Stated exercise a: In the forum post, how much of a speedup does the poster get from using SSE with trial division?

Selection:
########
Finding lists of prime numbers with SIMD - SSE/AVX

2019-02-14 23:57发布

问题:

I'm curious if anyone has advice on how to use SIMD to find lists of prime numbers. Particularly I'm interested how to do this with SSE/AVX.

The two algorithms I have been looking at are trial division and the Sieve of Eratosthenes. I have managed to find a way to use SSE with trial division. I found a faster way to to division which works well for a vector/scalar "Division by Invariant Integers Using Multiplication"http://citeseerx.ist.psu.edu/viewdoc/summary?doi=10.1.1.1.2556 Each time I find a prime I form the results to do a fast division and save them. Then the next time I do the division it goes much quicker. Doing this I get a speedup of about 3x (out of 4x). With AVX2 maybe it would be faster as well.
########
Entries taken from a collection:
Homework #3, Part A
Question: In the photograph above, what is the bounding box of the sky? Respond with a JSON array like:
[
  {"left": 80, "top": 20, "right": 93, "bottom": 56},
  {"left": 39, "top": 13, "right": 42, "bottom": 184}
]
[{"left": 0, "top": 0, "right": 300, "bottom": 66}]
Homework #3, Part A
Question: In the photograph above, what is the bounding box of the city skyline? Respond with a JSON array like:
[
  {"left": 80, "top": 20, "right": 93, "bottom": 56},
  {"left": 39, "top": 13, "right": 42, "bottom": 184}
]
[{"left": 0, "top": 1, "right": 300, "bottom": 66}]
########
Stated exercise b: Write out both rows again with "Homework #3" replaced by "Assignment 3", keeping everything else the same.

Complete output a: About 3x (out of 4x).

Complete output b:
Assignment 3, Part A
Question: In the photograph above, what is the bounding box of the sky? Respond with a JSON array like:
[
  {"left": 80, "top": 20, "right": 93, "bottom": 56},
  {"left": 39, "top": 13, "right": 42, "bottom": 184}
]
[{"left": 0, "top": 0, "right": 300, "bottom": 66}]
Assignment 3, Part A
Question: In the photograph above, what is the bounding box of the city skyline? Respond with a JSON array like:
[
  {"left": 80, "top": 20, "right": 93, "bottom": 56},
  {"left": 39, "top": 13, "right": 42, "bottom": 184}
]
[{"left": 0, "top": 1, "right": 300, "bottom": 66}]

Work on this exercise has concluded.